**Objective**
How many lines of the data below contain the word "ground", matching case exactly? Reply with the number alone.

Pointing entries for named objects

— START —

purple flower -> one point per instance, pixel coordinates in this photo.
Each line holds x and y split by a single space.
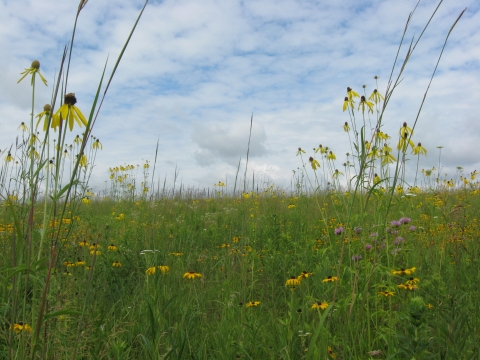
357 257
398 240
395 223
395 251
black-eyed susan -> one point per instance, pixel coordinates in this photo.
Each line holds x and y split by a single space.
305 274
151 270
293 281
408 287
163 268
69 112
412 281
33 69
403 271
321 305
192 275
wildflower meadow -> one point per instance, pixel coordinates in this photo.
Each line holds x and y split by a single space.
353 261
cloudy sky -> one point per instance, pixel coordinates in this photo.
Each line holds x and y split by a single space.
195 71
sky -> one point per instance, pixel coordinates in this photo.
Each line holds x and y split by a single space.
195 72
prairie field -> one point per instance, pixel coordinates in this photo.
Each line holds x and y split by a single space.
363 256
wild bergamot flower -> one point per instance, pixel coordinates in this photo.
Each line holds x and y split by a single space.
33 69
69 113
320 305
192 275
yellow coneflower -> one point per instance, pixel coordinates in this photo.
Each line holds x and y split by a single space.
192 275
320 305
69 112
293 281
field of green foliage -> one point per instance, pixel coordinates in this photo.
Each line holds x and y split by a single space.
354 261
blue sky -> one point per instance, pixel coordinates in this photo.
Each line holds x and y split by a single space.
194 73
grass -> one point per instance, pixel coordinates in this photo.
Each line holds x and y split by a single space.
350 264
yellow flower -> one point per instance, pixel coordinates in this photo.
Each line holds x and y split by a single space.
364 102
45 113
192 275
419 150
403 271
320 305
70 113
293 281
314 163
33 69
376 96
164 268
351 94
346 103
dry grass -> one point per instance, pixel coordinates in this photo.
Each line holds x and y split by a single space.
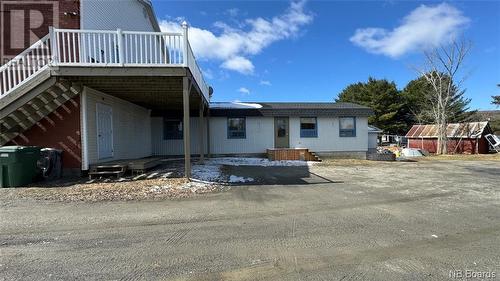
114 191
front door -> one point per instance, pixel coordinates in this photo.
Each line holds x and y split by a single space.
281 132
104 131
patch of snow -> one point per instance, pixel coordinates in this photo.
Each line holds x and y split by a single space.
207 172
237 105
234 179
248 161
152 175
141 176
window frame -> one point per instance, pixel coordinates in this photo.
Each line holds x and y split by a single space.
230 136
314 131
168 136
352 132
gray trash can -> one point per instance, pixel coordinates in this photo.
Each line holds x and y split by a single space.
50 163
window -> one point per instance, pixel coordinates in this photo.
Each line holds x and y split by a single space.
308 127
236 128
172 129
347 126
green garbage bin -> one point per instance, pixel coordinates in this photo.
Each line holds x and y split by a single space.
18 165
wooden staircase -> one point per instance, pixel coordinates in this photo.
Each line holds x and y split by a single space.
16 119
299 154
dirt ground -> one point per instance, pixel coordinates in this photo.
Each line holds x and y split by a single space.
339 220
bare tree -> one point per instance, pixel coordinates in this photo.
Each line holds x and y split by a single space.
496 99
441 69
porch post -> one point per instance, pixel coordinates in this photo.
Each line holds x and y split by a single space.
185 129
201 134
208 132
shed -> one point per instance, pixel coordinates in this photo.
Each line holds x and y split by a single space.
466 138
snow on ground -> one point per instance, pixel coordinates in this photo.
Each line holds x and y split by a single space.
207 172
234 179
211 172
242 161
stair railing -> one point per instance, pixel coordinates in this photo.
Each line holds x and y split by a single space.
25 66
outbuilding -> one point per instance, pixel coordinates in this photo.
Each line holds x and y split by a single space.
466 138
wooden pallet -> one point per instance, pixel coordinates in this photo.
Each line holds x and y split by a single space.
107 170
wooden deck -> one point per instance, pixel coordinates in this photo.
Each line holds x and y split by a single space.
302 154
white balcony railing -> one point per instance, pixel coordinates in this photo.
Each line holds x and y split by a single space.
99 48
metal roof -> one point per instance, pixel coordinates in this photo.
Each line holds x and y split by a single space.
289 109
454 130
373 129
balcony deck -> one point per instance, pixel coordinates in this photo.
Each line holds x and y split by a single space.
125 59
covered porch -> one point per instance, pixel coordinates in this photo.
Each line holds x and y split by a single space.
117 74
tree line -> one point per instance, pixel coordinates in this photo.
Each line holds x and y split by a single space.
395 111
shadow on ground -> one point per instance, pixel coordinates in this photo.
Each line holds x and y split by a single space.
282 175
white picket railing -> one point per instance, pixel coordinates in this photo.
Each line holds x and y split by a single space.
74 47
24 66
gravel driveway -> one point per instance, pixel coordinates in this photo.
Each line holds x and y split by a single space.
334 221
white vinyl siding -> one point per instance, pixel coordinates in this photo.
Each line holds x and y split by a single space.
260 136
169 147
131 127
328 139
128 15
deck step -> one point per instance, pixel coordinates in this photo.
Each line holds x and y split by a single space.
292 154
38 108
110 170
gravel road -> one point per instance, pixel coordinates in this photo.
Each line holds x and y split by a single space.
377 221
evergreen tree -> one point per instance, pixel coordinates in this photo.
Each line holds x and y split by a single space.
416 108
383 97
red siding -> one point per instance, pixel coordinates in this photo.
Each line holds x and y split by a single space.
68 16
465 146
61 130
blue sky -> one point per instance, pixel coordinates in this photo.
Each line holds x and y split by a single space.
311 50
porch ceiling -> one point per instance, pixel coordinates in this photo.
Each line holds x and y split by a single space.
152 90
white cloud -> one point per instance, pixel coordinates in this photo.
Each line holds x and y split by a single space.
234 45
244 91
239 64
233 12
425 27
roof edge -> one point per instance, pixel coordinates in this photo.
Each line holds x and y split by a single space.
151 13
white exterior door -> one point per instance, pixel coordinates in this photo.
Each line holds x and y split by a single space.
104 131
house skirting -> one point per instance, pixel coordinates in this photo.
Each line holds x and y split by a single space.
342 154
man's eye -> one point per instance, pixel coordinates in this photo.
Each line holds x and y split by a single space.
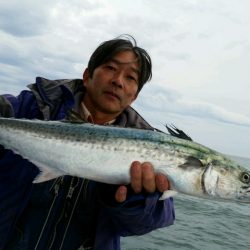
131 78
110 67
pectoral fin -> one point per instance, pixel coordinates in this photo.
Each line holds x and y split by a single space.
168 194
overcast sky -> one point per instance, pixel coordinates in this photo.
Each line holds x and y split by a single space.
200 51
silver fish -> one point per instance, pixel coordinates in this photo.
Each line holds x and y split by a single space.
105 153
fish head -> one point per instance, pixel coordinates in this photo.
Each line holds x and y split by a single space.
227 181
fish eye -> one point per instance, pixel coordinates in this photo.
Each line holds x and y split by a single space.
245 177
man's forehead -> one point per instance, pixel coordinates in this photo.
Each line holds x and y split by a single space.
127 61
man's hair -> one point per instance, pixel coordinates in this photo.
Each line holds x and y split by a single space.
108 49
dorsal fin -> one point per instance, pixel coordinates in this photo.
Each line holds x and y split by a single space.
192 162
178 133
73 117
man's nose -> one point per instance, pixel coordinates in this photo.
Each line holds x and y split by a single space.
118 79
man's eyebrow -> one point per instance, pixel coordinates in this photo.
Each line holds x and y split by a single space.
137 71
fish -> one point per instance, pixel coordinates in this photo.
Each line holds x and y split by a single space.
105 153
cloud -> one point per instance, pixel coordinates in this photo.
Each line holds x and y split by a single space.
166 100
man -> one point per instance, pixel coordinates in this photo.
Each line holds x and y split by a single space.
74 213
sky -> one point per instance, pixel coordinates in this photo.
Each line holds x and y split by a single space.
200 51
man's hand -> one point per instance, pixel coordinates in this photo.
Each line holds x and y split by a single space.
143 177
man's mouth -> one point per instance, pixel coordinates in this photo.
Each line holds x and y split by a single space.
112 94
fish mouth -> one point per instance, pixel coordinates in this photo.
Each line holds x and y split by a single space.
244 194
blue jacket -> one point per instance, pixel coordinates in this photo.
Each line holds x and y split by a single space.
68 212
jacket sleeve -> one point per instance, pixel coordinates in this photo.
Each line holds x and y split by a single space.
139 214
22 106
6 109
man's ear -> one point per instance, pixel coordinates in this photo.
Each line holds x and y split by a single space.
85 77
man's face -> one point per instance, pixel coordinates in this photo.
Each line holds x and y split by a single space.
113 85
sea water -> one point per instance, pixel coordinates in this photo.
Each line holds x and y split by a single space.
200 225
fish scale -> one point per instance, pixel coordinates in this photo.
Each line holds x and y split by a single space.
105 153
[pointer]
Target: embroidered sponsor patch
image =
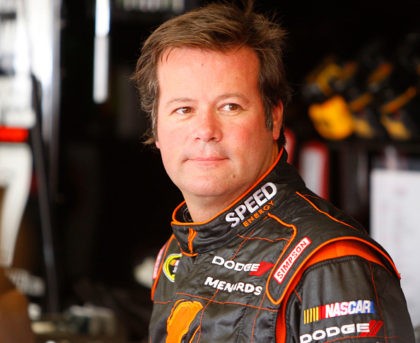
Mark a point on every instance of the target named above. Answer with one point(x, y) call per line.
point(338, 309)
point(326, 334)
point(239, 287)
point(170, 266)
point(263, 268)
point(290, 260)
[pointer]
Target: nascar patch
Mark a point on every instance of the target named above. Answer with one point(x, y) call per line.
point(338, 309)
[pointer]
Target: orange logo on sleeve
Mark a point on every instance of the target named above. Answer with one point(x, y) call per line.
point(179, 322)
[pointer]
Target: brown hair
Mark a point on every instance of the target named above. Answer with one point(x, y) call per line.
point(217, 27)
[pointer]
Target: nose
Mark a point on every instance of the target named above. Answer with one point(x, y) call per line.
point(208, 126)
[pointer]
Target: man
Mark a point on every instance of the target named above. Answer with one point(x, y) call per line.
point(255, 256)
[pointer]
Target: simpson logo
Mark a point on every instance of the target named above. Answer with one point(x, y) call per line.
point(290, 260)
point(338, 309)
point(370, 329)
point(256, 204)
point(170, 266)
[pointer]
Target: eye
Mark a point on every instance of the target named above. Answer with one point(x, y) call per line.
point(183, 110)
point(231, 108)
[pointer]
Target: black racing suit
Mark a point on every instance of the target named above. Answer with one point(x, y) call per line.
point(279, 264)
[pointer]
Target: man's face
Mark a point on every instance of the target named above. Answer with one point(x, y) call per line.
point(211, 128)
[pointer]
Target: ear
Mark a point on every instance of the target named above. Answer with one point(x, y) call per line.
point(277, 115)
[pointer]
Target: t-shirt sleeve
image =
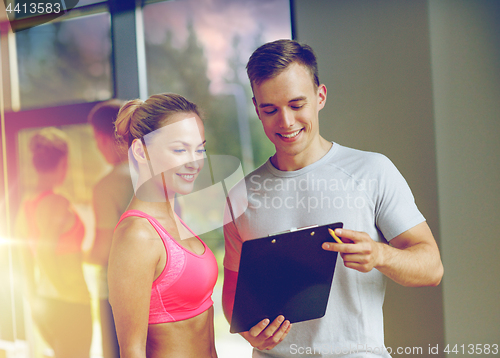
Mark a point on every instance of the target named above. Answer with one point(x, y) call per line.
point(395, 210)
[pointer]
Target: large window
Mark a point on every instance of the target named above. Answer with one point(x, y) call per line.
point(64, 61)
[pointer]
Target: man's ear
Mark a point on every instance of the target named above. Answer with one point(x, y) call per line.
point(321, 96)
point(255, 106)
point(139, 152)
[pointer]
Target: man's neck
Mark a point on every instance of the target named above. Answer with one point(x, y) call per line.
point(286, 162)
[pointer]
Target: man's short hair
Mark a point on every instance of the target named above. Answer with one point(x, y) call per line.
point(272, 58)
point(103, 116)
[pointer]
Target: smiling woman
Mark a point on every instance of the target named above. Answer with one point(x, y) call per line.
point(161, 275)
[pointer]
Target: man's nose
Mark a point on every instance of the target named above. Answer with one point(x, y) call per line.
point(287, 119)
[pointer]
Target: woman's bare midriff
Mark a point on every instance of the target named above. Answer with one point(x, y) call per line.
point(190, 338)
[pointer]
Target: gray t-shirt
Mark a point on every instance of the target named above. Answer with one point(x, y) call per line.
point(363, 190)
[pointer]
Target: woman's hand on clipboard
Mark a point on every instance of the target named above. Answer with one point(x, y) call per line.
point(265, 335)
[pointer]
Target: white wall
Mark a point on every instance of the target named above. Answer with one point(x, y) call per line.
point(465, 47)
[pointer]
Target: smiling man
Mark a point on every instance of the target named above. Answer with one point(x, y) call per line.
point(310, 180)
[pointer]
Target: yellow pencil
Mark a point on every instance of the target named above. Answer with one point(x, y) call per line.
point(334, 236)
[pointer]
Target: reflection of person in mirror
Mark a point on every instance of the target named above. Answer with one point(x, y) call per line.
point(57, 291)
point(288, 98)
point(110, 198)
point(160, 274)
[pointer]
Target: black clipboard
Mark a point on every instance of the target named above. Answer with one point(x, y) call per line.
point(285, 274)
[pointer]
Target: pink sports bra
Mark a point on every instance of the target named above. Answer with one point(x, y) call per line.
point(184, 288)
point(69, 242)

— END —

**Final answer**
3